**READING TEXT**
+ + +

Version: 0.9.1

IOChaos Experiment

This document helps you build IOChaos experiments.

IOChaos allows you to simulate file system faults such as IO delay and read/write errors. It can inject delay and errno when you use IO system calls such as open, read and write.

Note:

IOChaos can only be used if the relevant labels and annotations are set before the application is created. See Create a chaos experiment for more information.

Prerequisites

Commands and arguments for the application container

Chaos Mesh uses wait-fush.sh to ensure that the fuse-daemon server is running normally before the application starts.

Therefore, wait-fush.sh needs to be injected into the startup command of the container. If the application process is not started by the commands and arguments of the container, IOChaos cannot work properly.

Note:

When Kubernetes natively supports Sidecar Containers in future versions, we will remove the wait-fush.sh dependency.

Admission controller

IOChaos needs to inject a sidecar container to user pods and the sidecar container can be added to applicable Kubernetes pods using a mutating webhook admission controller provided by Chaos Mesh.

Note:

Template Configuration

Chaos Mesh uses a template mechanism to simplify the configuration of sidecar injection.

Because of the Go Template conflict with helm, the common template is not included in the helm chart. However, it will be deployed automatically if you install Chaos Mesh via the install script.

By default, the common template ConfigMaps should be deployed in the same namespace as Chaos Mesh.

kubectl apply -f manifests/chaosfs-sidecar.yaml -n <Chaos Mesh namespace>

Data directory

The data directory of the application in the target pod should be a subdirectory of PersistentVolumes.

Example:

# the config about tikv PersistentVolumes
volumeMounts:
- name: datadir
mountPath: /var/lib/tikv
# the arguments to start tikv
ARGS="--pd=${CLUSTER_NAME}-pd:2379 \
--advertise-addr=${HOSTNAME}.${HEADLESS_SERVICE_NAME}.${NAMESPACE}.svc:20160 \
--addr=0.0.0.0:20160 \
--data-dir=/var/lib/tikv/data \ # data directory
--capacity=${CAPACITY} \
--config=/etc/tikv/tikv.toml

Note:

  • The default data directory of TiKV is not a subdirectory of PersistentVolumes.
  • If you are testing a TiDB cluster, you need to modify it at _start_tikv.sh.tpl.
  • PD has the same issue with TiKV. You need to modify the data directory of PD at _start_pd.sh.tpl.

Injection configuration

Injection configuration is another ConfigMap and is required to fulfill IO Chaos.

To define a specified ConfigMap for your application before starting your chaos experiment, please refer to this document.

+ + +

Collected data
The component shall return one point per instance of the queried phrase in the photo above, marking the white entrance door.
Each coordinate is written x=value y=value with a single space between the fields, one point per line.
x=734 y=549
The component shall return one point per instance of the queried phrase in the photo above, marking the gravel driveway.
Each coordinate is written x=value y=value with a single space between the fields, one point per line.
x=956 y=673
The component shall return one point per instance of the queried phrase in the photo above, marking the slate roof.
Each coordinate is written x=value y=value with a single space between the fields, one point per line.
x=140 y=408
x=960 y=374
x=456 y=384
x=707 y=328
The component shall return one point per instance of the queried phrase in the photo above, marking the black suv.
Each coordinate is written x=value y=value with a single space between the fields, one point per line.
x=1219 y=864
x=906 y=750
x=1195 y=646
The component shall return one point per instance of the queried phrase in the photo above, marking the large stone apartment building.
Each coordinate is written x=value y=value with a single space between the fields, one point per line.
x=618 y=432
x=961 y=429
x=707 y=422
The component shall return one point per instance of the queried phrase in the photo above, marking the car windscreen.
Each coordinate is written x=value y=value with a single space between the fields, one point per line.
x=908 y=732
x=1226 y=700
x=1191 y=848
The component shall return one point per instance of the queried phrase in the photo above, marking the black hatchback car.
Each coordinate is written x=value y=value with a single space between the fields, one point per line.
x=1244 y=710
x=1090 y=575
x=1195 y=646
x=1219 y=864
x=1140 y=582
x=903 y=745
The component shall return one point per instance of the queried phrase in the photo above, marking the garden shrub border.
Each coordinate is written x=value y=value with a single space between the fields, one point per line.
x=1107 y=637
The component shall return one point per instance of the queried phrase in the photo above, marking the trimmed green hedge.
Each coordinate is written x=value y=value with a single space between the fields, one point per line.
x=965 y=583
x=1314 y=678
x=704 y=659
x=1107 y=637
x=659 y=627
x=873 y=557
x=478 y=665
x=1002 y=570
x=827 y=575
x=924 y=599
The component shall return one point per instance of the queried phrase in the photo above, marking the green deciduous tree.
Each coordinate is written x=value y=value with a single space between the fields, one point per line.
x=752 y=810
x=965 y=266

+ + +

**DIRECTIVES**
**A)** In the IOChaos page, which script does Chaos Mesh use to ensure the fuse-daemon server is running before the application starts?
**B)** Transcribe the IOChaos page starting at the words "IOChaos allows you" and ending after "for more information.".

**EXPECTED ANSWERS**
**A)** wait-fush.sh

**B)**
IOChaos allows you to simulate file system faults such as IO delay and read/write errors. It can inject delay and errno when you use IO system calls such as open, read and write.

Note:

IOChaos can only be used if the relevant labels and annotations are set before the application is created. See Create a chaos experiment for more information.